* _Angezeigter Text_:
....................
# Laptop bis ca. 900€ - HD5650



## Gast1664313005 (7. Februar 2010)

*Laptop bis ca. 900€ - HD5650*

Moin, moin!

So habe mich schonmal informiert, aber jetzt gehts wirklich los - endlich!

Ich habe mich nochmal durchgeschaut und bin jetzt auf diese beiden gestoßen:
*
Sony VAIO E-Serie*
Core i5 430M oder Core i5 520M
HD5650 1GB (GDDR3)
15,5" HD
4 GB Arbeitsspeicher
320 GB Festplatte(5.400)
768 oder 818 €

oder

*Dell Studio 17 (1747)
*Core i7 720QM
HD 4650 1GB
17,3" (1600x900)
4 GB
500 Gb(7.200)
879 €

Welches ist besser? Sogesehen würd ich den DELL sagen, aber welches ist Qualitativ besser? Und recht der i5 aus, weil die GraKa begrenzt?

Fragen über Frage..

Ich danke für Antworten


----------



## highspeedpingu (7. Februar 2010)

*AW: Laptop bis ca. 900€ - HD5650*

Ein schneller Dual Core ist eigentlich z.Zt. noch "besser" als ein niedrig getakteter Quad Core...
....................
* _Gegebene Angaben_:
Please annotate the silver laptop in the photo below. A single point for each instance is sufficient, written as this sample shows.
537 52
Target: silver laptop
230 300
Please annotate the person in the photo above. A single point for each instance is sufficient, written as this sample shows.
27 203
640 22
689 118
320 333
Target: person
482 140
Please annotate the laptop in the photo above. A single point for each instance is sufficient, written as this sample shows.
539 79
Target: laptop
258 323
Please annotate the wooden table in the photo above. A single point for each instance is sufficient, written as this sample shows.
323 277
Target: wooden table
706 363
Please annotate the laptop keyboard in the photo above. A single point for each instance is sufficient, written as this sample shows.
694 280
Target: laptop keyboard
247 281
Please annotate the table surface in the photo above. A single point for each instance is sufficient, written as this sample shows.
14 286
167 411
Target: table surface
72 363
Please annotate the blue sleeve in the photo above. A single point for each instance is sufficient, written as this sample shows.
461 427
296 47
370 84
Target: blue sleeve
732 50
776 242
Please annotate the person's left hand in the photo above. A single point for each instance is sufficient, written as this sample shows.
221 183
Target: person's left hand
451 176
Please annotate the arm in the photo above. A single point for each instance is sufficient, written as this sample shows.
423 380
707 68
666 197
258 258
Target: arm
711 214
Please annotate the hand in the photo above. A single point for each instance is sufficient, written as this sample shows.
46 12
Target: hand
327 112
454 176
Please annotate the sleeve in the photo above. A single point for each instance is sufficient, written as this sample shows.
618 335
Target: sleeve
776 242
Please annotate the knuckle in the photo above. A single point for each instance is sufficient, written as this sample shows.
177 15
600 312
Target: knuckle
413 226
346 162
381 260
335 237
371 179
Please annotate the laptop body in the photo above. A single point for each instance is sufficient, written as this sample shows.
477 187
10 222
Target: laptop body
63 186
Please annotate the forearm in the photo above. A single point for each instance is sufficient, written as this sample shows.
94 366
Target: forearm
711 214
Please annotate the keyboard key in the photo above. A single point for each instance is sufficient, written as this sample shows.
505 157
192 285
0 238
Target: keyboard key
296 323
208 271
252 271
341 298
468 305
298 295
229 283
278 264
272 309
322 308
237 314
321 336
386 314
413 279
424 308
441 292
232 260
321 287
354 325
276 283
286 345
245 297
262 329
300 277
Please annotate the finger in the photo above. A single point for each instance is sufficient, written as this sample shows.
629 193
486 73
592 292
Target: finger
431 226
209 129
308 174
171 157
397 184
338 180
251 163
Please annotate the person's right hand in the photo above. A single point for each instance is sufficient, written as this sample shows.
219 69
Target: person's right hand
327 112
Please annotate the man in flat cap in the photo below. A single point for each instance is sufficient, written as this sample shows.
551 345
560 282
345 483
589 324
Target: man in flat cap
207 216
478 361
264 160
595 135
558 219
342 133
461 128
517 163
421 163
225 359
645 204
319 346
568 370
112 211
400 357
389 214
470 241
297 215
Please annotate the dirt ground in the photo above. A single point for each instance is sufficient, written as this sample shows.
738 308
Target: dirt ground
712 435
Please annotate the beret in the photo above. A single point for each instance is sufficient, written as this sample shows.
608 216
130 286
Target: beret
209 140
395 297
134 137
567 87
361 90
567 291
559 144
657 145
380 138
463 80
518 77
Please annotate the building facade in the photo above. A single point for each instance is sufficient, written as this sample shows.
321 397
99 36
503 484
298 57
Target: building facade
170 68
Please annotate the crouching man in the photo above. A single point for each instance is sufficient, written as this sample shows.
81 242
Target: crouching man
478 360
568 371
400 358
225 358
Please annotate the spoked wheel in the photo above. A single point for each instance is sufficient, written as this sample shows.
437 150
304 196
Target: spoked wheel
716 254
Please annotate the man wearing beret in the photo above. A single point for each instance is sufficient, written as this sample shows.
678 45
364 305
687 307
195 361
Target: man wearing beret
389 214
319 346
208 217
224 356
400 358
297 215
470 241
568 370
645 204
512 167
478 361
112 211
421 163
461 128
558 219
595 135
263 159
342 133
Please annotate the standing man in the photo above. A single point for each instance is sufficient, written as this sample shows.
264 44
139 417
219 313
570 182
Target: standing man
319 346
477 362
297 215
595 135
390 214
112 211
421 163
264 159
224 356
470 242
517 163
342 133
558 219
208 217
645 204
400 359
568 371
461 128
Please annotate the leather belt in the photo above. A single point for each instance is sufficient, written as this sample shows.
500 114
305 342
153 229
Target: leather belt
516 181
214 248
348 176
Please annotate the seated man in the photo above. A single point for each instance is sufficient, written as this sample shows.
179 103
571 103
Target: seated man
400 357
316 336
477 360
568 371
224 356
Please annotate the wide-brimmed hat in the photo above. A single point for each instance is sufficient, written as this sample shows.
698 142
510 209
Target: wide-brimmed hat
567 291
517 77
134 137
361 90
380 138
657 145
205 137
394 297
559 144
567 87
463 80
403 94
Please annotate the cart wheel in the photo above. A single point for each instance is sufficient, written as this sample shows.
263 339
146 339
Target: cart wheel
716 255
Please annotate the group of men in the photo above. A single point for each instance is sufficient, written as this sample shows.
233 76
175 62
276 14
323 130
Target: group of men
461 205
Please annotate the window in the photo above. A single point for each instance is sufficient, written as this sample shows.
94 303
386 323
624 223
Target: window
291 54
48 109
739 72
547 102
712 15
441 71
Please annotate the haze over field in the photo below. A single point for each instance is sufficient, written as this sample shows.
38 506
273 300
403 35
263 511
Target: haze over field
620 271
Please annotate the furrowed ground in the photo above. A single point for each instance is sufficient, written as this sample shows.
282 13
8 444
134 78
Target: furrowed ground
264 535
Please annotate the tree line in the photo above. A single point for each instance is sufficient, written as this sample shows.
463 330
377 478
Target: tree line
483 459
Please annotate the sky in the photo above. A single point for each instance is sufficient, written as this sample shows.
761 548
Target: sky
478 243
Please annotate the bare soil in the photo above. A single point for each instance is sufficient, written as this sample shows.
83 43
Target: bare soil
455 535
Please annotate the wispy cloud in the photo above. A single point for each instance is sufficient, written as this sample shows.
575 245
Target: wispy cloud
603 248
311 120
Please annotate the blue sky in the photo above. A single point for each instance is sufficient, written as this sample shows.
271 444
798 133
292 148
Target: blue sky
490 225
....................
* _Deine Aufgabe_:
Schreib im Forumsbeitrag zum Laptopkauf alles von „Moin, moin!“ bis hinunter zu „320 GB Festplatte(5.400)“ noch einmal ab und benenne dabei „Arbeitsspeicher“ in „RAM“ um.

* _Endgültige Antwort_:
Moin, moin!

So habe mich schonmal informiert, aber jetzt gehts wirklich los - endlich!

Ich habe mich nochmal durchgeschaut und bin jetzt auf diese beiden gestoßen:
*
Sony VAIO E-Serie*
Core i5 430M oder Core i5 520M
HD5650 1GB (GDDR3)
15,5" HD
4 GB RAM
320 GB Festplatte(5.400)